BEGIN LISTING

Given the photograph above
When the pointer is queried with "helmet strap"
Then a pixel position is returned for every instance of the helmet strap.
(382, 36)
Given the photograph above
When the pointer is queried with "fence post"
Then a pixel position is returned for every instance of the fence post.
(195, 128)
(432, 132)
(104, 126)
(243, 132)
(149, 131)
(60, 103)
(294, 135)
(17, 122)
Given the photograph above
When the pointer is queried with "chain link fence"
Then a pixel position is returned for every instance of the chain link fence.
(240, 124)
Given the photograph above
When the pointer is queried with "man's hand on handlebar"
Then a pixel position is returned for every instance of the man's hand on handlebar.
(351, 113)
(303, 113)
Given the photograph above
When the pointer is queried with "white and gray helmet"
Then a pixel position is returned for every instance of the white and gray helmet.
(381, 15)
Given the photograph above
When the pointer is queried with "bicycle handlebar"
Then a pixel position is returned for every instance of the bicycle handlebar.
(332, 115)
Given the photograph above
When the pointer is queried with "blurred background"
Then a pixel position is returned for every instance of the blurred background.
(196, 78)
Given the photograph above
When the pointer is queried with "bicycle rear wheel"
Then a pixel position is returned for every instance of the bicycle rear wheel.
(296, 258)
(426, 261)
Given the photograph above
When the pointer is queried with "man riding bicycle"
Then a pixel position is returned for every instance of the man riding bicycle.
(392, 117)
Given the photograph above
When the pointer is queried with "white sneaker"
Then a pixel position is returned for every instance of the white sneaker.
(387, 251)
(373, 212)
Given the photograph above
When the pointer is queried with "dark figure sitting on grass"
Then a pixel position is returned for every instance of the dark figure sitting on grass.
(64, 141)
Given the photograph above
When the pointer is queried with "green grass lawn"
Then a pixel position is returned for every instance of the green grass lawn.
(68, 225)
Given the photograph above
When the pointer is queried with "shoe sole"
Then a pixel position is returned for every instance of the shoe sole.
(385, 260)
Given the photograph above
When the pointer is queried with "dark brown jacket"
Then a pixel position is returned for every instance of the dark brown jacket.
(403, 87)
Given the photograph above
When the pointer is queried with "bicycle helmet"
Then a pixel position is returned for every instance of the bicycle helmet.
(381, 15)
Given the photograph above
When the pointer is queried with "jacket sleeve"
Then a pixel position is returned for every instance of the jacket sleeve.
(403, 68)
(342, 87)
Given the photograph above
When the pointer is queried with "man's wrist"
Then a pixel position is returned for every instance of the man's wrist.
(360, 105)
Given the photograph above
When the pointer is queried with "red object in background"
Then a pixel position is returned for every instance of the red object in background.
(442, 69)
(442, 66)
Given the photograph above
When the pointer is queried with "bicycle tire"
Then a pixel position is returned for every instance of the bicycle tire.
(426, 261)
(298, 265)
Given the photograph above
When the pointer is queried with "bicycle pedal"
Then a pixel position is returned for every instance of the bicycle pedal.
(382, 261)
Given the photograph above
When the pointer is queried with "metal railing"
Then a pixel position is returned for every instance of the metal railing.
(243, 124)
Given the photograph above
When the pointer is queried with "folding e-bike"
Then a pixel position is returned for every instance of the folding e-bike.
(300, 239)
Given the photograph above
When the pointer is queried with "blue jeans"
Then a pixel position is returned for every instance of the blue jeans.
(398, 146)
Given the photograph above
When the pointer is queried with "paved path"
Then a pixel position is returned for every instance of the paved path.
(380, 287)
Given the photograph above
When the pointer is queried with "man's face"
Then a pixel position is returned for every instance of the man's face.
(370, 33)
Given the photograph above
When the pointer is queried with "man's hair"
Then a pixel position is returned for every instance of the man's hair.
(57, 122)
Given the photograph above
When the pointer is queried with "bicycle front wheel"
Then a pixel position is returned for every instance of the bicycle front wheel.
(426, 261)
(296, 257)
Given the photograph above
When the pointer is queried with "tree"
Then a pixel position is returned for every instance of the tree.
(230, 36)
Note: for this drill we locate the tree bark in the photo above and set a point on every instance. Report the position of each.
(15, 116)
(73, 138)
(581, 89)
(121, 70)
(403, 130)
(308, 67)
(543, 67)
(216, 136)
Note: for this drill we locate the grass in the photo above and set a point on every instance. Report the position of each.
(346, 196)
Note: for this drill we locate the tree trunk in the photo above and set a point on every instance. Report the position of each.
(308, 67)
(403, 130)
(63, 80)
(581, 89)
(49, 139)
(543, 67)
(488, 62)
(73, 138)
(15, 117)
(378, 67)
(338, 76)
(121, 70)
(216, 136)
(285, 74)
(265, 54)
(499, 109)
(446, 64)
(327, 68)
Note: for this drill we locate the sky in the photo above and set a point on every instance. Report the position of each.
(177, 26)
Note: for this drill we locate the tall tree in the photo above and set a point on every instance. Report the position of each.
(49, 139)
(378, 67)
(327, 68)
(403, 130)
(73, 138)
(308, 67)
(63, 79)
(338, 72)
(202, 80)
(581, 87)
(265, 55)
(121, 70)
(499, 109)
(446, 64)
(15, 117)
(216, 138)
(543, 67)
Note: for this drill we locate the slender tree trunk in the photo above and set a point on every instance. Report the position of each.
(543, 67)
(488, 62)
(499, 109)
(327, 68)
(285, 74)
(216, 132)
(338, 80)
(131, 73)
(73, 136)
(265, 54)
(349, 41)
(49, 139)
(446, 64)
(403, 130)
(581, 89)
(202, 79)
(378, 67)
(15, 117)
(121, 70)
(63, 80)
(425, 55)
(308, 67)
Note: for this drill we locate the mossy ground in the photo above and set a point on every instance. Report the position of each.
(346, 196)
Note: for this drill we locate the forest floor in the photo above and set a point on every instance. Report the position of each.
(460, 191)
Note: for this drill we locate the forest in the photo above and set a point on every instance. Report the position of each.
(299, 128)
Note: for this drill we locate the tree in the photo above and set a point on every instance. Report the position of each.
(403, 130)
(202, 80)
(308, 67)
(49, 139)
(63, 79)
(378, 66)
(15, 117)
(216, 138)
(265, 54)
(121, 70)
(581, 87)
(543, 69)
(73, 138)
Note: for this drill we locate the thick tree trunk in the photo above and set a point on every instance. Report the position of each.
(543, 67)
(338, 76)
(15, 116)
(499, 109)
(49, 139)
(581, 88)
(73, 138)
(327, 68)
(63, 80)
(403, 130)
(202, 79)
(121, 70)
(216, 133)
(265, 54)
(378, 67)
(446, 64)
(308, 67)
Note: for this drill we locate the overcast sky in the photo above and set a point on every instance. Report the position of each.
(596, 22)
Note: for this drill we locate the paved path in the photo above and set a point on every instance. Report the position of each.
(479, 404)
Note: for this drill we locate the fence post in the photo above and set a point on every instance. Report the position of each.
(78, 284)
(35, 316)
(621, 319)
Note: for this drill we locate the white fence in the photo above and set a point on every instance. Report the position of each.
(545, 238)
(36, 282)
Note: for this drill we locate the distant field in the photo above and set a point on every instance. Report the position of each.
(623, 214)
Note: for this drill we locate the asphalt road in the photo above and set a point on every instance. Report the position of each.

END LISTING

INSTRUCTION:
Word for word, quote all of the data above.

TASK SOLUTION:
Given the photograph above
When the pointer is queried with "helmet strap"
Then a pixel position is returned for every instance of the helmet strap.
(382, 36)
Given the photograph above
When the pointer is queried with "fence post"
Then a pixel position is returned for every instance of the fence post.
(195, 128)
(432, 132)
(104, 126)
(243, 132)
(149, 131)
(60, 103)
(294, 135)
(17, 122)
Given the photograph above
When the pointer is queried with "chain link fence"
Then a pixel position is returned for every instance of the chain link fence.
(240, 124)
Given the photograph above
When the pointer is queried with "man's hand on handlebar"
Then a pixel position is returned for every instance of the man's hand on handlebar.
(351, 113)
(303, 113)
Given the photograph above
When the pointer is queried with "white and gray helmet"
Then a pixel position is returned for every instance of the white and gray helmet.
(381, 15)
Given the photograph above
When the pointer is queried with "bicycle handlebar"
Then a pixel position is returned for every instance of the bicycle handlebar.
(332, 115)
Given the photograph above
When the pointer is queried with "blurred background"
Then a pixel position is returned for every instance of the blurred background.
(196, 78)
Given the photograph above
When the pointer is queried with "bicycle rear wheel"
Then a pixel position is returned for every instance of the bicycle rear wheel.
(296, 258)
(426, 261)
Given the photograph above
When the pointer is queried with "man riding bicycle"
Then a pixel position is returned for every instance of the man riding bicycle.
(392, 117)
Given the photograph above
When the pointer is queried with "white sneaker"
Then a pixel position is returned for every instance of the white sneaker.
(387, 251)
(373, 212)
Given the photograph above
When the pointer is queried with "dark figure sitting on grass"
Then a pixel position is returned for every instance of the dark figure sitting on grass.
(64, 141)
Given the photograph above
When the pointer is queried with "green grass lawn"
Then a pixel position is returned for every instance of the green grass lawn.
(68, 225)
Given the photograph above
When the pointer is queried with "shoe sole"
Then a pixel position is returned for every instance of the shoe sole.
(385, 260)
Given the photograph above
When the pointer is queried with "dark brown jacket"
Then a pixel position is returned for every instance of the dark brown jacket.
(403, 87)
Given the photograph above
When the pointer is queried with "bicycle helmet"
Then a pixel position is returned for every instance of the bicycle helmet.
(381, 15)
Given the photograph above
When the pointer is queried with "jacket sleeve"
Then a pixel position is returned for every instance of the jacket sleeve.
(403, 68)
(342, 87)
Given the photograph above
When the pointer is queried with "man's wrist"
Then a pixel position is returned for every instance of the man's wrist.
(360, 105)
Given the photograph above
When the pointer is queried with "red object in background"
Then a pixel position is returned for every instance of the red object in background.
(442, 69)
(442, 66)
Given the photograph above
When the pointer is queried with "bicycle tire"
Then a pixel position is returned for every instance of the bicycle tire.
(426, 261)
(298, 265)
Given the photograph above
When the pointer is queried with "bicycle pedal"
Then a pixel position is returned for every instance of the bicycle pedal.
(382, 261)
Given the photograph above
When the pointer is queried with "metal railing"
Then a pixel position is returned for every instance of the metal railing.
(243, 124)
Given the photograph above
When the pointer is queried with "folding e-bike"
Then a pixel position is returned for every instance of the folding e-bike.
(300, 239)
Given the photograph above
When the pointer is queried with "blue jeans"
Then a pixel position is returned for every instance of the blue jeans.
(398, 146)
Given the photograph above
When the pointer is queried with "paved path"
Then a pixel position is returned for every instance of the paved path.
(380, 287)
Given the photograph above
When the pointer is queried with "man's face"
Then a pixel position is returned for every instance of the man's face.
(370, 33)
Given the photograph above
When the pointer is queried with "man's hair"
Then a pixel position is returned for every instance of the man's hair.
(57, 122)
Given the photograph above
When the pointer is queried with "bicycle front wheel"
Then a pixel position is returned for every instance of the bicycle front wheel.
(426, 261)
(296, 257)
Given the photograph above
When the pointer is queried with "tree"
Then a pixel position is returned for every instance of the tree.
(230, 36)
Note: for this drill we locate the tree bark in the photo above and set a point on every instance. Report the position of each.
(15, 116)
(73, 138)
(581, 89)
(121, 70)
(403, 130)
(308, 67)
(543, 67)
(216, 136)
Note: for this drill we locate the grass in the photo above and set a point on every instance. Report the position of each.
(346, 196)
Note: for this drill we locate the tree trunk in the photo above and set a point on every instance. Report the position of each.
(308, 67)
(403, 130)
(63, 80)
(581, 89)
(49, 139)
(543, 67)
(488, 62)
(73, 138)
(15, 117)
(378, 67)
(338, 76)
(121, 70)
(216, 136)
(285, 74)
(265, 54)
(499, 109)
(446, 64)
(327, 68)
Note: for this drill we locate the sky in the photo above and set a point on every instance. Report the position of each.
(177, 26)
Note: for this drill we locate the tall tree in the photo above and set a point on every instance. Report the position of each.
(49, 139)
(378, 67)
(327, 68)
(403, 130)
(73, 138)
(308, 67)
(63, 79)
(338, 72)
(202, 80)
(581, 87)
(265, 55)
(121, 70)
(499, 109)
(446, 64)
(15, 117)
(216, 138)
(543, 67)
Note: for this drill we locate the slender tree trunk in the photo above and set a point on every instance. Report the position of each.
(543, 67)
(488, 62)
(499, 109)
(327, 68)
(285, 74)
(216, 132)
(338, 80)
(131, 73)
(73, 136)
(265, 54)
(349, 41)
(49, 139)
(446, 64)
(403, 130)
(581, 89)
(202, 79)
(378, 67)
(15, 117)
(121, 70)
(63, 80)
(425, 55)
(308, 67)
Note: for this drill we locate the mossy ground in the photo above and set a point on every instance. Report the position of each.
(346, 196)
Note: for this drill we locate the forest floor in the photo above and set a point on every instance. Report the position of each.
(460, 191)
Note: for this drill we locate the forest in the photo above and set a point on every instance. Report the position of each.
(299, 128)
Note: for this drill we locate the tree in the photo above and set a point on every instance. Report the position of each.
(403, 130)
(202, 80)
(308, 67)
(49, 139)
(63, 79)
(378, 66)
(15, 117)
(216, 138)
(265, 54)
(121, 70)
(581, 87)
(543, 69)
(73, 138)
Note: for this drill we locate the thick tree trunk in the photo above and set a point on every instance. Report the position of each.
(543, 67)
(338, 76)
(15, 116)
(499, 109)
(49, 139)
(581, 88)
(73, 138)
(327, 68)
(63, 80)
(403, 130)
(202, 79)
(121, 70)
(216, 133)
(265, 54)
(378, 67)
(446, 64)
(308, 67)
Note: for this drill we locate the overcast sky in the photo above and set a point on every instance. Report the position of each.
(596, 22)
Note: for this drill we locate the paved path in the photo above and set a point on every instance. Report the position of each.
(479, 404)
Note: for this drill we locate the fence post in the photo above and set a point on every instance. Report the position of each.
(78, 284)
(35, 316)
(621, 319)
Note: for this drill we locate the white fence in the photo above and set a point on every instance. Report the position of each.
(545, 238)
(36, 282)
Note: for this drill we locate the distant field in the photo above and set a point on every instance. Report the position of each.
(623, 214)
Note: for this drill we locate the asphalt road in the photo above and set a point on every instance. Report the position of each.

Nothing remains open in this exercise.